● **What the exercise asks**
Please give back, word for word, each line from the start of the entries through the one in which "target: red plastic crate" is found.

● **Dataset entries**
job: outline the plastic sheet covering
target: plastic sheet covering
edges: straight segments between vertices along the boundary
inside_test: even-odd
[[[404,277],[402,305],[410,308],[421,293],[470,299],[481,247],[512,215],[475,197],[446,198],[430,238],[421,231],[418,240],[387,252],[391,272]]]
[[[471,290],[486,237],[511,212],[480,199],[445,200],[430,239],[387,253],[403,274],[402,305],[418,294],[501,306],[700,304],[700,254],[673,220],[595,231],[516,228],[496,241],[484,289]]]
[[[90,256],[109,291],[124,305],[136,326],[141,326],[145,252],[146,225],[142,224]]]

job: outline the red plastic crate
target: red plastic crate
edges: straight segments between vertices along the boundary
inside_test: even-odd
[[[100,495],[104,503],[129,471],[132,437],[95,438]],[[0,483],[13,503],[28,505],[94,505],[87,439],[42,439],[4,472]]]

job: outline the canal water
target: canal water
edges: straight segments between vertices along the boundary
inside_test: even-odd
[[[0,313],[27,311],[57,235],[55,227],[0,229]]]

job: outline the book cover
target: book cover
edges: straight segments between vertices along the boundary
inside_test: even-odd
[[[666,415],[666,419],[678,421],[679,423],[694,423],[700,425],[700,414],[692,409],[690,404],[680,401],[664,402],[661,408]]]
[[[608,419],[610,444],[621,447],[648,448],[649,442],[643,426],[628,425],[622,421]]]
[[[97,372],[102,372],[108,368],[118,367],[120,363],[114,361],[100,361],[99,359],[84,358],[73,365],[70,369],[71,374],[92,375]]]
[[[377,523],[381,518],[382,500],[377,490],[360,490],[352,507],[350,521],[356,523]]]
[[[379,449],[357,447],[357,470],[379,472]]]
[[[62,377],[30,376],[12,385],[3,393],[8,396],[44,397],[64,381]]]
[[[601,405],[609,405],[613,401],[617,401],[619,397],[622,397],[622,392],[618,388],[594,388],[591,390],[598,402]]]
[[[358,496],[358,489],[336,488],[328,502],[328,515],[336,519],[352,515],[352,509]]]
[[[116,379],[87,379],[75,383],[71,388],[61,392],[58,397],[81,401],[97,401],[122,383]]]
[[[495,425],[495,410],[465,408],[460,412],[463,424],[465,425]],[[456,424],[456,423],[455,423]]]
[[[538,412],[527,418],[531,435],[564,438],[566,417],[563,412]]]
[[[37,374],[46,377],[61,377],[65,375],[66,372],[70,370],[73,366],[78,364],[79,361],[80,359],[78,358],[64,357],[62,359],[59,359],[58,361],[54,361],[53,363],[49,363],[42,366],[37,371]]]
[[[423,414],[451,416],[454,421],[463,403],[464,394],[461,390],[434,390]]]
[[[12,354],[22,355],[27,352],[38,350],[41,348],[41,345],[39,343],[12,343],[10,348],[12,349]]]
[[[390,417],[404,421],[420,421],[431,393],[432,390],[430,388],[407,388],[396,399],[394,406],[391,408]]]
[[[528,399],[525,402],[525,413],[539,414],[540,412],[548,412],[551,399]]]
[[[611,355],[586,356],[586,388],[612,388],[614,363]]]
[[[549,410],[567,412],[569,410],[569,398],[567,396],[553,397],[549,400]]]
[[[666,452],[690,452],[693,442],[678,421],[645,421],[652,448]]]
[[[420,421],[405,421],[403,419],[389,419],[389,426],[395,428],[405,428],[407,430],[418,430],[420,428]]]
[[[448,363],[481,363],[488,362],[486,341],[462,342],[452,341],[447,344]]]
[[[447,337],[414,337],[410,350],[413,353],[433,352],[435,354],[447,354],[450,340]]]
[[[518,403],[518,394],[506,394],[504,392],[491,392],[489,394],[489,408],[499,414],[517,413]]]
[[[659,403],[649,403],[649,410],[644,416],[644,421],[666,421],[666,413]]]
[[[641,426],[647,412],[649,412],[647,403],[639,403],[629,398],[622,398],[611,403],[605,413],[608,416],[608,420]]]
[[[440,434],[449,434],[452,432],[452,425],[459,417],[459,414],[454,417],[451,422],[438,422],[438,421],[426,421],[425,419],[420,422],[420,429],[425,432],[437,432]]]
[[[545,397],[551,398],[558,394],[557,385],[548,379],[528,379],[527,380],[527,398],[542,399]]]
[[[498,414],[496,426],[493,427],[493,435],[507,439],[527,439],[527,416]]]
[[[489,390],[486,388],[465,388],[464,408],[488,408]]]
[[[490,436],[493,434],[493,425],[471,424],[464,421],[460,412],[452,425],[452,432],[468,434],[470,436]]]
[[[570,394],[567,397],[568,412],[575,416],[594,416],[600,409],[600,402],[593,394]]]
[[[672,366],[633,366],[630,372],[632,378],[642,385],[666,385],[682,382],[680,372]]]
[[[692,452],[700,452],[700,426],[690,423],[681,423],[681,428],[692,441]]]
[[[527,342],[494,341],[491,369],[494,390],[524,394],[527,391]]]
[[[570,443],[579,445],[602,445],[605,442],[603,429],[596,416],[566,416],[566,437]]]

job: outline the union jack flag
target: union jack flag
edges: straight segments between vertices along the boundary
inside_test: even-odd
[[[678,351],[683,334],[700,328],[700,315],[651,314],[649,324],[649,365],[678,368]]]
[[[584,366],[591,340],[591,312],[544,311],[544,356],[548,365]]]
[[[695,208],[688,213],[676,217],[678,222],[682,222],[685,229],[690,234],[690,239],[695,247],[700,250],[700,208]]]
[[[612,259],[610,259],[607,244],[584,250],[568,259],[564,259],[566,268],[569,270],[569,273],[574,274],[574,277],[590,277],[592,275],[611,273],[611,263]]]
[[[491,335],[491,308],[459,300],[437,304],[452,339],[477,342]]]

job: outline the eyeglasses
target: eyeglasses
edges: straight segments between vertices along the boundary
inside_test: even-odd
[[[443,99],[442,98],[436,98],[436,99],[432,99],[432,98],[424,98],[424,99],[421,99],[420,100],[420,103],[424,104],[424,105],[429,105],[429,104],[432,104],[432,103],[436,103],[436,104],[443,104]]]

● **Exercise result**
job: outline the plastic sheet covering
target: plastic sheet covering
edges: straight segments between vertices along the boundary
inside_test: even-odd
[[[404,277],[402,305],[410,308],[421,293],[470,299],[481,247],[512,215],[475,197],[446,198],[430,238],[421,231],[418,240],[387,252],[391,272]]]
[[[471,290],[486,237],[511,212],[480,199],[445,200],[430,239],[387,253],[403,274],[402,305],[418,294],[501,306],[700,304],[700,254],[673,220],[595,231],[516,228],[496,241],[484,289]]]
[[[90,256],[109,291],[124,305],[136,326],[141,326],[145,252],[146,225],[142,224]]]

job: outline the red plastic crate
target: red plastic crate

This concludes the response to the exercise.